• DATA EXTRACTS
***
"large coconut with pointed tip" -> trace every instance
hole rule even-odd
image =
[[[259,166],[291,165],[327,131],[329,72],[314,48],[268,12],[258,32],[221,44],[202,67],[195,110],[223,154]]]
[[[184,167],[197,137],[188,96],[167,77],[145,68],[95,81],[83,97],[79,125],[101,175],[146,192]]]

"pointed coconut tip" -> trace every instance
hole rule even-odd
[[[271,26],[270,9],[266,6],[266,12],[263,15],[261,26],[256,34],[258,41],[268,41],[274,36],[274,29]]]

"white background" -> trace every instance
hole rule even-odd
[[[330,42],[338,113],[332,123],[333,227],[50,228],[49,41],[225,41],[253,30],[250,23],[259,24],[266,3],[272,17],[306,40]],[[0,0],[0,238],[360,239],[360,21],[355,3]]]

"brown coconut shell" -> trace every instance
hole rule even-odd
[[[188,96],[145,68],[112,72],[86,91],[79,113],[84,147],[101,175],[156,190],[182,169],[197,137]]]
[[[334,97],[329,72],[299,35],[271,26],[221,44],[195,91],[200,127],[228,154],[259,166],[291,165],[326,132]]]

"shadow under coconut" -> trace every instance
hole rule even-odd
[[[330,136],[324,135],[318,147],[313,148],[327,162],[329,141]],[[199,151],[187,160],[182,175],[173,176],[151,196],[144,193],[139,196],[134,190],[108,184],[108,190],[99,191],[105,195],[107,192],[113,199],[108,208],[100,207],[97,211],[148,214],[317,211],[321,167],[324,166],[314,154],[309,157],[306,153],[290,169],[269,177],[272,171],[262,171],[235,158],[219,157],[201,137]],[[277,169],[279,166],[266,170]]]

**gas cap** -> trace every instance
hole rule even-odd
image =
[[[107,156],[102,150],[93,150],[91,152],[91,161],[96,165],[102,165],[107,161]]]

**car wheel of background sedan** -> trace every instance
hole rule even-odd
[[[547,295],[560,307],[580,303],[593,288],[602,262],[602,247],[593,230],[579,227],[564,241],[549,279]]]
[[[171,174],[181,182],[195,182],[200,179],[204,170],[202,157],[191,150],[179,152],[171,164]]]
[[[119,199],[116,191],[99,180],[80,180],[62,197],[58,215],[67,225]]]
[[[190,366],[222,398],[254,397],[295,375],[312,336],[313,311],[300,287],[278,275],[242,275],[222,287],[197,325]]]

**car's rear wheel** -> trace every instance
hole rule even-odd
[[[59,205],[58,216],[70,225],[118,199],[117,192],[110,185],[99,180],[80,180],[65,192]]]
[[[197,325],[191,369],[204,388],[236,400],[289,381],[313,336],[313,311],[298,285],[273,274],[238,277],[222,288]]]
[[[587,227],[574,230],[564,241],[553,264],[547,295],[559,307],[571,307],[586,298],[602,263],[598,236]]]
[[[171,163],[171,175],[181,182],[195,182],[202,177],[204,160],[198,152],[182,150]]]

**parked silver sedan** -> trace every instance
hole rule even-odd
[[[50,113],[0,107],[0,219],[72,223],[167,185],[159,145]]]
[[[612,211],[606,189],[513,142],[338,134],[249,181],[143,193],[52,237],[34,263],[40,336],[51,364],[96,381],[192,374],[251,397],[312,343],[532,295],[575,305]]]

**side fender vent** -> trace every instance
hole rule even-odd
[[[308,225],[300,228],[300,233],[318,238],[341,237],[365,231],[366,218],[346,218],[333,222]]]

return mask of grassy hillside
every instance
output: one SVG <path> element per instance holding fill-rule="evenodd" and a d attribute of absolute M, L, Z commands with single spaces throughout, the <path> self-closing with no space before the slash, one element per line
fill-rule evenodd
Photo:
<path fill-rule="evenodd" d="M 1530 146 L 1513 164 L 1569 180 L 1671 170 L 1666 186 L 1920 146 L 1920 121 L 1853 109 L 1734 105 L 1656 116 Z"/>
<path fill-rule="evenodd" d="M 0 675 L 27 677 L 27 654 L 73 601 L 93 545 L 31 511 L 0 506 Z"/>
***
• TASK TO COMPLETE
From the records above, pull out every line containing the word "with".

• EXERCISE RESULT
"large coconut with pointed tip" -> trace every instance
output: one SVG <path> element per instance holding fill-rule="evenodd" and a d attribute of absolute M, L, Z commands with single spaces throughout, the <path> self-closing with no space before the slash, one element per line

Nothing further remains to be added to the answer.